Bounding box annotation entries
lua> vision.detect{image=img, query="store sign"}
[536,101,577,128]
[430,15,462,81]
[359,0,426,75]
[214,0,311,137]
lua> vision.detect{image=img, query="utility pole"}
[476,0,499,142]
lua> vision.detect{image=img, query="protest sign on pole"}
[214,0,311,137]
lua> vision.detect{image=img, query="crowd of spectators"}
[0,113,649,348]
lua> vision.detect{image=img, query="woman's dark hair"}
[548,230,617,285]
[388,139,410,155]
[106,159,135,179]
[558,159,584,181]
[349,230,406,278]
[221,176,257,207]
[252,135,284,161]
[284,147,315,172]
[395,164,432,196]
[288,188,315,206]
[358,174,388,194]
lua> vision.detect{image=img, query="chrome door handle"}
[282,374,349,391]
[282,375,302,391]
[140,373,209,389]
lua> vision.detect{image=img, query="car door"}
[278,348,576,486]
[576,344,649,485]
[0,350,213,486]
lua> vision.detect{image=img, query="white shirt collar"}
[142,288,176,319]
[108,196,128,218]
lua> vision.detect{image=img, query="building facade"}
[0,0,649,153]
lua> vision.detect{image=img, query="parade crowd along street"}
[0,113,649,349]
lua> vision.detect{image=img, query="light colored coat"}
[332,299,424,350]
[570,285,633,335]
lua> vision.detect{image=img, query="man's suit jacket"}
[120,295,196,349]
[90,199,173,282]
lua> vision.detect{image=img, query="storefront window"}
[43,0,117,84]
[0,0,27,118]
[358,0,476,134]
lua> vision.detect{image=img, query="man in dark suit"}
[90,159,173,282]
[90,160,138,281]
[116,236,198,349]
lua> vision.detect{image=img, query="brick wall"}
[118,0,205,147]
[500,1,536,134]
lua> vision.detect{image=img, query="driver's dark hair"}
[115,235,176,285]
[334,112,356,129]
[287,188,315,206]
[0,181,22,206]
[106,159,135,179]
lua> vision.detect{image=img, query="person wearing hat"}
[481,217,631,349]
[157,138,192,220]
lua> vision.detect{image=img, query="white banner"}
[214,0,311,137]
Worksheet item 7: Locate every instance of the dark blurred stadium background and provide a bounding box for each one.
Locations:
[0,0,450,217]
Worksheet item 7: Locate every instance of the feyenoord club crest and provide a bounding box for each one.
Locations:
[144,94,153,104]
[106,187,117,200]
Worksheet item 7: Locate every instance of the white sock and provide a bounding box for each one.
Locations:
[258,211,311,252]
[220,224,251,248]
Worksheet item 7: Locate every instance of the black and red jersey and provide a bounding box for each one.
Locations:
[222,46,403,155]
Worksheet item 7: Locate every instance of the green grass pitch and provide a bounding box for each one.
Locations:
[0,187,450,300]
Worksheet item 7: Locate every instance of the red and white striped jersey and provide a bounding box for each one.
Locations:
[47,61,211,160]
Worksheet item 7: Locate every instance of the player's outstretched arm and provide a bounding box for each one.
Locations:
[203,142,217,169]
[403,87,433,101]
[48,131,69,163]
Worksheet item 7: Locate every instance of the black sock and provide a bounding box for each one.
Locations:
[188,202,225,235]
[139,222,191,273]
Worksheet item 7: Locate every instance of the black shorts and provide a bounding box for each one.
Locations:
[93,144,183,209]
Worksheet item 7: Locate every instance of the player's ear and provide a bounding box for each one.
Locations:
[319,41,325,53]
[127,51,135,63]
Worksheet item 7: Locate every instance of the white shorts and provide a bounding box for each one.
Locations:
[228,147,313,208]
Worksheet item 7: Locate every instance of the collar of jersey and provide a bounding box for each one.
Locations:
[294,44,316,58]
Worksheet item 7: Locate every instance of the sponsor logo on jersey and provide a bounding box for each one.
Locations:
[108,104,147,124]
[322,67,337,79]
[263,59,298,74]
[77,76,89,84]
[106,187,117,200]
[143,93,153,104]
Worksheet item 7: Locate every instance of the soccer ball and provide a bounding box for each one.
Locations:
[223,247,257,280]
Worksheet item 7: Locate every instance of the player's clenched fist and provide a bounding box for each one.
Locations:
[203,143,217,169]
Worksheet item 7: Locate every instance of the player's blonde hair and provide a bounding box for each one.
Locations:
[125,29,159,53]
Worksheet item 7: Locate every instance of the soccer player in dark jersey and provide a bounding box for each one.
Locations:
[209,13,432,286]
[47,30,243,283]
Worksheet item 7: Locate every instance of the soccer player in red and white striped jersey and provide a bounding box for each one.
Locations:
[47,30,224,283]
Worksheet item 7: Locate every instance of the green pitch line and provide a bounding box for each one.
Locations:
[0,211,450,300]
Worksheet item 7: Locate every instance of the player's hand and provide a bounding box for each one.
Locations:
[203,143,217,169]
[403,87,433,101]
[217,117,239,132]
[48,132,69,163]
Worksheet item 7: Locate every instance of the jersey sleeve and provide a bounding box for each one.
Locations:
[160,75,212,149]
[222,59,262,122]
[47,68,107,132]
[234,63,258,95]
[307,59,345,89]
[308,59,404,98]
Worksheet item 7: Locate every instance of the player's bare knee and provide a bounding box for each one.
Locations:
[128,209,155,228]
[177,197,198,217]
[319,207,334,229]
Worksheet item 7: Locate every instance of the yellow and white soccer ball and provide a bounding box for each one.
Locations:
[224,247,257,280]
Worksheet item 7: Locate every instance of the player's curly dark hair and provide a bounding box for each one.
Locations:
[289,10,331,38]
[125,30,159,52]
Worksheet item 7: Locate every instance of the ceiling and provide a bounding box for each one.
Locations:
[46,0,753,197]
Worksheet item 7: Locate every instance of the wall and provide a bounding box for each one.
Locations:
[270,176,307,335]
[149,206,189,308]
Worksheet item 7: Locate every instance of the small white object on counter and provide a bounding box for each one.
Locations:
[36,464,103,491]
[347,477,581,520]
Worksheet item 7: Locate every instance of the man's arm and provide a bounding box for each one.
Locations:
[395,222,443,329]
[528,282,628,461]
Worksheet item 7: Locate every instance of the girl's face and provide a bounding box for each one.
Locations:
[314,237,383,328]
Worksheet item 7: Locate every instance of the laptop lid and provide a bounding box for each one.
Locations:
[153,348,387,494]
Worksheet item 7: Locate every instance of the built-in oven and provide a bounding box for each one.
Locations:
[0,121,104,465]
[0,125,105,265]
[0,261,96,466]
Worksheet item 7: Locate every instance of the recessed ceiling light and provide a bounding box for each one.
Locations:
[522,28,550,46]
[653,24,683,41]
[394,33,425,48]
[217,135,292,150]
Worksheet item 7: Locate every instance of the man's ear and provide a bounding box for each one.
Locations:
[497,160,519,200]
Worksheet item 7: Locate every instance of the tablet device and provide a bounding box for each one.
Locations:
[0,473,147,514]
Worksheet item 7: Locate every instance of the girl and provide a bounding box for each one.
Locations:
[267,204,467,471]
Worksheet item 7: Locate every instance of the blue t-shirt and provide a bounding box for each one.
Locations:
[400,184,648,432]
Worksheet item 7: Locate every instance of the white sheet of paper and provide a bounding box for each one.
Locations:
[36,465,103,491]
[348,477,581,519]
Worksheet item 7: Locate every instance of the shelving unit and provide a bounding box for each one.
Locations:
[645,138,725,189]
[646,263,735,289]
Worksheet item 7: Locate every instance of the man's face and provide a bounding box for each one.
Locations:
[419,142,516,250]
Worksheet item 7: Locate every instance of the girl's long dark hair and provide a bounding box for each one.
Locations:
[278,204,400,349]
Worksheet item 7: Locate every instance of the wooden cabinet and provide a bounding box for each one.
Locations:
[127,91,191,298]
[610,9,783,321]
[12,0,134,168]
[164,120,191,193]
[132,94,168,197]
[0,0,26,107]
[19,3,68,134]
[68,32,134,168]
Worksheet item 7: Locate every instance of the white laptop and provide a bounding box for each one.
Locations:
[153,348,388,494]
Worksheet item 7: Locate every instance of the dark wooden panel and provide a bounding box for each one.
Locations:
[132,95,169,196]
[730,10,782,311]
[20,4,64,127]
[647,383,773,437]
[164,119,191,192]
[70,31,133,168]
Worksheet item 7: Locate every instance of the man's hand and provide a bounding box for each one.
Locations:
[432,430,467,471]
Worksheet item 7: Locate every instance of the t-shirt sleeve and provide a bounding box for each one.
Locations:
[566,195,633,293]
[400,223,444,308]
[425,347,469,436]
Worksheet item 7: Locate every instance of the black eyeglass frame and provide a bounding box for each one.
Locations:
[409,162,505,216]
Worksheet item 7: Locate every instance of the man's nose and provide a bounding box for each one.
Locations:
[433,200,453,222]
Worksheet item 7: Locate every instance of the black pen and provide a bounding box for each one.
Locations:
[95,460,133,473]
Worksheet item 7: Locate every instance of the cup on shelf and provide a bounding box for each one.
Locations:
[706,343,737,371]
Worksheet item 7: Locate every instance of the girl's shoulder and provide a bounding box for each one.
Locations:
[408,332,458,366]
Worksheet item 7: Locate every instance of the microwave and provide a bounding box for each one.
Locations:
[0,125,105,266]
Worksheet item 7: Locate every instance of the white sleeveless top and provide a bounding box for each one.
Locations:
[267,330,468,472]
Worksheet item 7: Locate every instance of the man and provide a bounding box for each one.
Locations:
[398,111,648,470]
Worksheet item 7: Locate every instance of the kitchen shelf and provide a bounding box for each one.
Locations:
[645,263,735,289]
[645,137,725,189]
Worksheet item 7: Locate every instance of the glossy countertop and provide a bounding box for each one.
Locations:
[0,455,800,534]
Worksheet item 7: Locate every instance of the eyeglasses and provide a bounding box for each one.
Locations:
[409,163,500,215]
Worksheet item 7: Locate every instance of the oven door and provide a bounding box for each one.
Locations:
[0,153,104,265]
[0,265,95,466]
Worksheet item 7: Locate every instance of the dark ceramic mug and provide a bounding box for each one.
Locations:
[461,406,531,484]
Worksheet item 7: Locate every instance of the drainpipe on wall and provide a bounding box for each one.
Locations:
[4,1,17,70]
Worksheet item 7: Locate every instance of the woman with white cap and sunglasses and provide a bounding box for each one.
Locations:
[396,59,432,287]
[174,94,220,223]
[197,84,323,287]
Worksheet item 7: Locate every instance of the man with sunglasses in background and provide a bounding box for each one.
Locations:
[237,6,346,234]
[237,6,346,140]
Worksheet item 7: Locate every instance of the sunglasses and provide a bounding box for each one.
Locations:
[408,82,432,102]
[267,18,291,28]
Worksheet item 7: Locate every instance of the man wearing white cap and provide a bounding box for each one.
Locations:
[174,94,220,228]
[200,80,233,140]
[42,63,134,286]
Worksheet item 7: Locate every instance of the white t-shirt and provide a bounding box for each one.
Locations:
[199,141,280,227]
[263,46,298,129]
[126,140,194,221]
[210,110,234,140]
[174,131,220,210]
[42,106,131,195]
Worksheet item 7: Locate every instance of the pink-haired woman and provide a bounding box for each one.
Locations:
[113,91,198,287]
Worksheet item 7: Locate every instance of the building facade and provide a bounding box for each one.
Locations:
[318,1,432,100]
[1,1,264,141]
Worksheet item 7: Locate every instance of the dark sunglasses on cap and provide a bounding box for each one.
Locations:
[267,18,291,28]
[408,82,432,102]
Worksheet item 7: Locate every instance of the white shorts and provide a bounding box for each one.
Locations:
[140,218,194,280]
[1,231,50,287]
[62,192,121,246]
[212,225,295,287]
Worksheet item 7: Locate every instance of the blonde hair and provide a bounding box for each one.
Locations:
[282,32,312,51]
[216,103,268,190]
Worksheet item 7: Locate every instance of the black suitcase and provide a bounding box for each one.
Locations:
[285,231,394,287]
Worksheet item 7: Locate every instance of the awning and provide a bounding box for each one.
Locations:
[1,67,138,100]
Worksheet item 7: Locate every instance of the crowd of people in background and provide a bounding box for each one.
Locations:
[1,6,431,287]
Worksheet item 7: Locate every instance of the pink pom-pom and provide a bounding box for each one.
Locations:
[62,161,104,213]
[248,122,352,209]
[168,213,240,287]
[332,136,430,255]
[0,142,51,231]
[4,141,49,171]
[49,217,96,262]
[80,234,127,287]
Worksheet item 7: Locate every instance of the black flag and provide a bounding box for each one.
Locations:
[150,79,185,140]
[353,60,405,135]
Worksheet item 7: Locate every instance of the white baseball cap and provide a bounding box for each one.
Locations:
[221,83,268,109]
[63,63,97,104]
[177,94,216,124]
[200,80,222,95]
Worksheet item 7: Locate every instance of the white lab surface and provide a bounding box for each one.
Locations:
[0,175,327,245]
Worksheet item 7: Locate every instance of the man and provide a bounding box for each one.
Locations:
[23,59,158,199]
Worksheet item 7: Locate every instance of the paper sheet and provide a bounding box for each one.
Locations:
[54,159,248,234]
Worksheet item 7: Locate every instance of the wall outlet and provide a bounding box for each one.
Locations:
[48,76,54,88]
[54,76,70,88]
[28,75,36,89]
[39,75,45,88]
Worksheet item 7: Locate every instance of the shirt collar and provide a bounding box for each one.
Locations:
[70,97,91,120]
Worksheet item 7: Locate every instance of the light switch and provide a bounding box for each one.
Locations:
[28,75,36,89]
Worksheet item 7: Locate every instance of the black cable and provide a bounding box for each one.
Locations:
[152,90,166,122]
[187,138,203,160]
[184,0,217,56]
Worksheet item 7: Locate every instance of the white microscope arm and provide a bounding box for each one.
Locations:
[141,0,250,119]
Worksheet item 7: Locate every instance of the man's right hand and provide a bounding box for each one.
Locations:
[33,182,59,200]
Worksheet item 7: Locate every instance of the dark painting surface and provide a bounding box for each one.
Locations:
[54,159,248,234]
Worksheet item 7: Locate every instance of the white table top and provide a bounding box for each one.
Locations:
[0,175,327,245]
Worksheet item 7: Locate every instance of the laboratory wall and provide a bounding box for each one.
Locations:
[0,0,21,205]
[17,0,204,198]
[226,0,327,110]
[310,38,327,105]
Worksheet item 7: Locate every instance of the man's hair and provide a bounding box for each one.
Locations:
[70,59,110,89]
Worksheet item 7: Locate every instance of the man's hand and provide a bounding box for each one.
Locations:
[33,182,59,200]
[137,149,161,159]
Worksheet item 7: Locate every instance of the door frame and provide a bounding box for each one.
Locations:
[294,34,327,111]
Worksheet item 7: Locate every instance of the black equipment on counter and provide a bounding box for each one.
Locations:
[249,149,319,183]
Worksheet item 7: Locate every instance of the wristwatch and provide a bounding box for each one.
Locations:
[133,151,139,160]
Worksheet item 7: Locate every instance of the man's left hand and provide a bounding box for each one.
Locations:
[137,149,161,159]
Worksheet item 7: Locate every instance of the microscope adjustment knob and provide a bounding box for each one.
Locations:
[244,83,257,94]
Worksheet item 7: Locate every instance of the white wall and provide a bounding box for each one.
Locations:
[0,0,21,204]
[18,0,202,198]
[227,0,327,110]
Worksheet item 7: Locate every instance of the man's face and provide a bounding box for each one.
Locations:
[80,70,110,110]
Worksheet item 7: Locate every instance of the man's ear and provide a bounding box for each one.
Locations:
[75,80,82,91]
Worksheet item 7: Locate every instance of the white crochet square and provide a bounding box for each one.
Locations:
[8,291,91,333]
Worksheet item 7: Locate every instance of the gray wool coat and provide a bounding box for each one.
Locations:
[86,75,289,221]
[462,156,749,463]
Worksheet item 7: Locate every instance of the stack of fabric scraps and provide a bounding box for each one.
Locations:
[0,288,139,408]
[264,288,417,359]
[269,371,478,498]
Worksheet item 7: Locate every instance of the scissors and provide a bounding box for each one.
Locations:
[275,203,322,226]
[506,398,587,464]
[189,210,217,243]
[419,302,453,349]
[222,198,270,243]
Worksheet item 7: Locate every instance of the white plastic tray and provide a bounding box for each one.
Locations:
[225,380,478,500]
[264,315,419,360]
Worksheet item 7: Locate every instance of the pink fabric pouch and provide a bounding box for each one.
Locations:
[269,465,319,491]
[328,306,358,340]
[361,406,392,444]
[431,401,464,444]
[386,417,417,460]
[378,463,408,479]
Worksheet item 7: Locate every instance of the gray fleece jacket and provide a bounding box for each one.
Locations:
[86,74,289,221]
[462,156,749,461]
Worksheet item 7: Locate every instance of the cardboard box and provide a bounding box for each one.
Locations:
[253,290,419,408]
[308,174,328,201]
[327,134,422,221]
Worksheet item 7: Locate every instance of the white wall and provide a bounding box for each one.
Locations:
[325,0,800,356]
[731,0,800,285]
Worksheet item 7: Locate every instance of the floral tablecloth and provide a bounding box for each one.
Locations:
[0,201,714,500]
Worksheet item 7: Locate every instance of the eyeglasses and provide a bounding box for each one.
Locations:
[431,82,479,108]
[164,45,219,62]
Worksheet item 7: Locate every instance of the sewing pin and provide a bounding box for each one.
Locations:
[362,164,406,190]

→ **Request**:
Convert the entries between the lines holding "Worksheet item 7: Locate every instance of the blonde" and "[285,231,394,287]", inclusive, into a two-column CSV with the columns text and answer. Give one row per entry, put each field in quotes, and replace any line breaks with spaces.

→ **Answer**:
text,answer
"Worksheet item 7: Locate every instance of the blonde hair and provide a bounding box for each one. Locations:","[282,32,312,51] [216,103,268,190]"
"Worksheet item 7: Locate every instance of the black suitcase and provide a bounding box for each one. Locations:","[285,231,394,287]"